▶ _DATASET_:
╔══
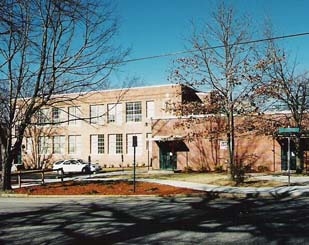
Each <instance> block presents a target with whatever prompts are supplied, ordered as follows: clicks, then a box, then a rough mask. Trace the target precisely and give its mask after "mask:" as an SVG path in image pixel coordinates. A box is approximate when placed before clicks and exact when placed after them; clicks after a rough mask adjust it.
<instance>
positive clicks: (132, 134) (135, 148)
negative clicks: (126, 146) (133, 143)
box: [126, 134, 143, 155]
mask: <svg viewBox="0 0 309 245" xmlns="http://www.w3.org/2000/svg"><path fill="white" fill-rule="evenodd" d="M133 136H136V137H137V146H136V147H135V153H136V155H140V154H142V149H143V142H142V134H127V139H126V141H127V142H126V143H127V147H126V148H127V154H128V155H133V153H134V147H133Z"/></svg>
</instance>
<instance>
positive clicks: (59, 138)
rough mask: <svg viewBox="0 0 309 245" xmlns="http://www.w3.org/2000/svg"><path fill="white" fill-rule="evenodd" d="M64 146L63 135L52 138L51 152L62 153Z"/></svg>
mask: <svg viewBox="0 0 309 245" xmlns="http://www.w3.org/2000/svg"><path fill="white" fill-rule="evenodd" d="M64 148H65V137H64V136H62V135H61V136H54V140H53V153H55V154H64Z"/></svg>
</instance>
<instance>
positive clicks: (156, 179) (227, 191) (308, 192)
mask: <svg viewBox="0 0 309 245" xmlns="http://www.w3.org/2000/svg"><path fill="white" fill-rule="evenodd" d="M139 181H148V182H153V183H158V184H164V185H171V186H175V187H182V188H190V189H194V190H201V191H206V192H209V193H212V194H215V195H218V196H232V197H274V198H280V197H287V196H290V197H298V196H309V185H308V186H300V185H299V186H282V187H232V186H215V185H209V184H200V183H193V182H186V181H176V180H159V179H139Z"/></svg>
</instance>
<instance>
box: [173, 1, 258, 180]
mask: <svg viewBox="0 0 309 245" xmlns="http://www.w3.org/2000/svg"><path fill="white" fill-rule="evenodd" d="M193 27H194V30H193V34H192V36H191V38H190V40H189V43H190V46H191V49H192V48H193V49H194V50H196V51H194V52H192V53H191V55H190V56H189V57H184V58H180V59H177V60H176V61H175V66H176V67H175V68H174V70H173V72H172V74H171V76H170V80H171V81H173V82H176V83H184V84H186V85H189V86H191V87H193V88H201V87H203V88H204V89H209V90H212V91H214V93H215V95H216V98H218V100H217V101H212V103H213V105H215V104H219V105H220V106H219V108H218V106H215V107H216V110H215V111H214V112H216V113H217V114H224V115H225V120H226V131H225V134H226V138H227V142H228V152H229V169H230V173H231V177H232V179H234V180H236V179H237V178H238V174H239V173H238V172H239V171H238V168H237V166H236V164H235V142H234V139H235V118H234V116H235V115H236V114H240V113H245V112H249V111H250V112H252V111H253V110H255V106H254V104H253V103H252V104H250V103H251V102H250V101H249V98H250V96H251V93H252V91H253V88H252V83H251V82H250V81H249V79H248V76H249V75H250V74H252V70H251V69H252V67H253V64H254V61H253V58H254V56H255V55H254V47H253V44H250V45H249V44H246V42H248V41H249V40H250V39H251V35H250V30H252V29H251V27H250V20H249V19H248V18H247V17H246V16H241V17H240V18H237V15H236V13H235V11H234V9H233V7H231V6H227V5H225V4H224V3H221V4H220V5H218V8H217V9H216V11H215V12H214V13H213V14H212V18H211V19H209V20H208V21H207V23H205V24H204V28H203V29H202V30H198V28H196V25H193ZM199 106H200V105H199ZM207 106H209V104H207ZM212 108H214V107H213V106H212ZM206 111H207V110H206ZM210 111H212V109H211V110H210Z"/></svg>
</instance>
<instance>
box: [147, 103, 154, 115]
mask: <svg viewBox="0 0 309 245" xmlns="http://www.w3.org/2000/svg"><path fill="white" fill-rule="evenodd" d="M154 116H155V108H154V101H147V102H146V117H147V118H152V117H154Z"/></svg>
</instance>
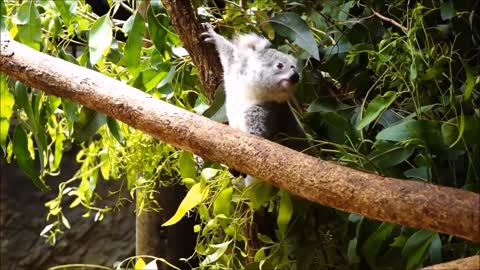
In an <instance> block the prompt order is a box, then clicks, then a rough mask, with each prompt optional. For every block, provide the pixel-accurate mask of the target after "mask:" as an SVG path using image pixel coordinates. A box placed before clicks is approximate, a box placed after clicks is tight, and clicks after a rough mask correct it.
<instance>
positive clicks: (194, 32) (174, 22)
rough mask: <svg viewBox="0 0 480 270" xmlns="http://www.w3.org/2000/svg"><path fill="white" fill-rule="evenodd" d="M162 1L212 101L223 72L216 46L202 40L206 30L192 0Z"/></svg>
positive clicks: (203, 84)
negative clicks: (193, 7) (204, 28)
mask: <svg viewBox="0 0 480 270" xmlns="http://www.w3.org/2000/svg"><path fill="white" fill-rule="evenodd" d="M162 3H163V5H164V6H165V9H166V10H167V12H168V15H169V17H170V21H171V22H172V25H173V28H175V32H176V33H177V34H178V36H179V37H180V40H181V41H182V42H183V45H184V46H185V49H186V50H187V51H188V53H189V54H190V56H191V57H192V61H193V64H195V66H196V67H197V69H198V75H199V77H200V82H201V83H202V86H203V89H204V94H205V95H206V96H207V98H208V99H209V100H210V101H213V98H214V96H215V91H216V89H217V87H218V85H219V84H220V82H221V80H222V74H223V70H222V65H221V64H220V59H219V58H218V54H217V51H216V50H215V47H214V46H213V45H212V44H205V43H202V42H201V41H200V34H201V33H202V32H204V31H205V30H204V29H203V27H202V26H201V25H200V22H199V21H198V19H197V16H196V14H195V12H194V11H193V7H192V3H191V2H190V0H162Z"/></svg>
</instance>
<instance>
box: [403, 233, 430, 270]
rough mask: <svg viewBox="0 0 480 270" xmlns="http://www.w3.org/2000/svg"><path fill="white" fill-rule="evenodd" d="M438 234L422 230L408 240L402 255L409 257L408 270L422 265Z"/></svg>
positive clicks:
╚══
▶ _TASK DIRECTIONS_: Write out the data above exactly, minus any images.

▶ _RESPONSE_:
Each <instance> block presents a target with whatever prompts are supplied, ordered as follows: clicks, then a box, then a rough mask. Trace the target precisely and give its mask after "mask:" as an SVG path in image pixel coordinates. A box is approximate when placed before clicks and exact when placed after them; clicks after a rough mask adjust it.
<instance>
positive clicks: (132, 134) (135, 148)
negative clicks: (126, 146) (133, 143)
box: [126, 134, 143, 155]
mask: <svg viewBox="0 0 309 245" xmlns="http://www.w3.org/2000/svg"><path fill="white" fill-rule="evenodd" d="M133 136H136V137H137V146H136V147H135V153H136V155H140V154H142V149H143V142H142V134H127V139H126V141H127V142H126V143H127V147H126V148H127V154H128V155H133V153H134V147H133Z"/></svg>
</instance>
<instance>
positive clicks: (59, 138)
rough mask: <svg viewBox="0 0 309 245" xmlns="http://www.w3.org/2000/svg"><path fill="white" fill-rule="evenodd" d="M64 146L63 135L52 138L51 152L62 153Z"/></svg>
mask: <svg viewBox="0 0 309 245" xmlns="http://www.w3.org/2000/svg"><path fill="white" fill-rule="evenodd" d="M64 148H65V137H64V136H62V135H61V136H54V140H53V153H55V154H64Z"/></svg>
</instance>
<instance>
positive clicks: (156, 179) (227, 191) (308, 192)
mask: <svg viewBox="0 0 309 245" xmlns="http://www.w3.org/2000/svg"><path fill="white" fill-rule="evenodd" d="M139 181H148V182H153V183H158V184H164V185H171V186H175V187H182V188H190V189H194V190H201V191H206V192H209V193H212V194H215V195H218V196H232V197H274V198H280V197H287V196H290V197H298V196H309V185H308V186H300V185H299V186H282V187H232V186H215V185H209V184H200V183H193V182H186V181H176V180H159V179H139Z"/></svg>
</instance>
<instance>
box: [173, 1, 258, 180]
mask: <svg viewBox="0 0 309 245" xmlns="http://www.w3.org/2000/svg"><path fill="white" fill-rule="evenodd" d="M193 27H194V30H193V34H192V36H191V38H190V40H189V43H190V46H191V49H192V48H193V49H194V50H196V51H194V52H192V53H191V55H190V56H189V57H184V58H180V59H177V60H176V61H175V66H176V67H175V68H174V70H173V72H172V74H171V76H170V80H171V81H173V82H176V83H184V84H186V85H189V86H191V87H193V88H201V87H203V88H204V89H209V90H212V91H214V93H215V95H216V98H218V100H217V101H212V103H213V105H215V104H219V105H220V106H219V108H218V106H215V107H216V110H215V111H214V112H216V113H217V114H224V115H225V120H226V131H225V134H226V138H227V142H228V152H229V169H230V173H231V177H232V179H234V180H236V179H237V178H238V174H239V173H238V172H239V171H238V168H237V166H236V164H235V142H234V139H235V118H234V116H235V115H236V114H240V113H245V112H249V111H250V112H252V111H253V110H255V106H254V104H253V103H252V104H250V103H251V102H250V101H249V98H250V96H251V93H252V91H253V88H252V83H251V82H250V81H249V79H248V76H249V75H250V74H252V70H251V69H252V67H253V64H254V61H253V58H254V56H255V55H254V47H253V44H250V45H249V44H246V42H248V41H249V40H250V39H251V35H250V30H252V29H251V27H250V20H249V19H248V18H247V17H246V16H241V17H240V18H237V15H236V13H235V11H234V9H233V7H231V6H227V5H225V4H224V3H221V4H220V5H218V8H217V9H216V11H215V12H214V13H213V14H212V18H211V19H209V20H208V21H207V23H205V24H204V28H203V29H202V30H198V28H196V25H193ZM199 106H200V105H199ZM207 106H209V104H207ZM212 108H214V107H213V106H212ZM206 111H207V110H206ZM210 111H212V109H211V110H210Z"/></svg>
</instance>
<instance>
box: [147, 103, 154, 115]
mask: <svg viewBox="0 0 309 245" xmlns="http://www.w3.org/2000/svg"><path fill="white" fill-rule="evenodd" d="M154 116H155V108H154V101H147V102H146V117H147V118H152V117H154Z"/></svg>
</instance>
In an <instance> block the prompt order is a box, then clicks, then a rough mask, with each prompt optional. For every block, provide the pixel-accurate mask of the target after "mask:" as an SVG path using image pixel coordinates. A box placed before clicks is approximate, a box placed after clicks is tight, and clicks after a rough mask correct it.
<instance>
positive clicks: (194, 32) (174, 22)
rough mask: <svg viewBox="0 0 480 270" xmlns="http://www.w3.org/2000/svg"><path fill="white" fill-rule="evenodd" d="M162 1L212 101L223 72L216 46L202 40L206 30L192 0Z"/></svg>
positive clicks: (203, 84)
negative clicks: (193, 7) (204, 28)
mask: <svg viewBox="0 0 480 270" xmlns="http://www.w3.org/2000/svg"><path fill="white" fill-rule="evenodd" d="M162 3H163V5H164V6H165V9H166V10H167V12H168V15H169V17H170V21H171V22H172V25H173V28H175V32H176V33H177V34H178V36H179V37H180V40H181V41H182V42H183V45H184V46H185V49H186V50H187V51H188V53H189V54H190V56H191V57H192V61H193V64H195V66H196V67H197V69H198V75H199V77H200V82H201V83H202V86H203V89H204V94H205V95H206V96H207V98H208V99H209V100H210V101H213V98H214V96H215V91H216V89H217V87H218V85H219V84H220V82H221V80H222V74H223V70H222V65H221V64H220V59H219V58H218V54H217V51H216V50H215V47H214V46H213V45H212V44H205V43H202V42H201V41H200V34H201V33H202V32H204V31H205V30H204V29H203V27H202V26H201V25H200V22H199V21H198V19H197V16H196V14H195V12H194V11H193V7H192V3H191V2H190V0H162Z"/></svg>
</instance>
<instance>
box: [403, 233, 430, 270]
rough mask: <svg viewBox="0 0 480 270" xmlns="http://www.w3.org/2000/svg"><path fill="white" fill-rule="evenodd" d="M438 234L422 230L408 240L402 255L409 257L408 270L422 265Z"/></svg>
positive clicks:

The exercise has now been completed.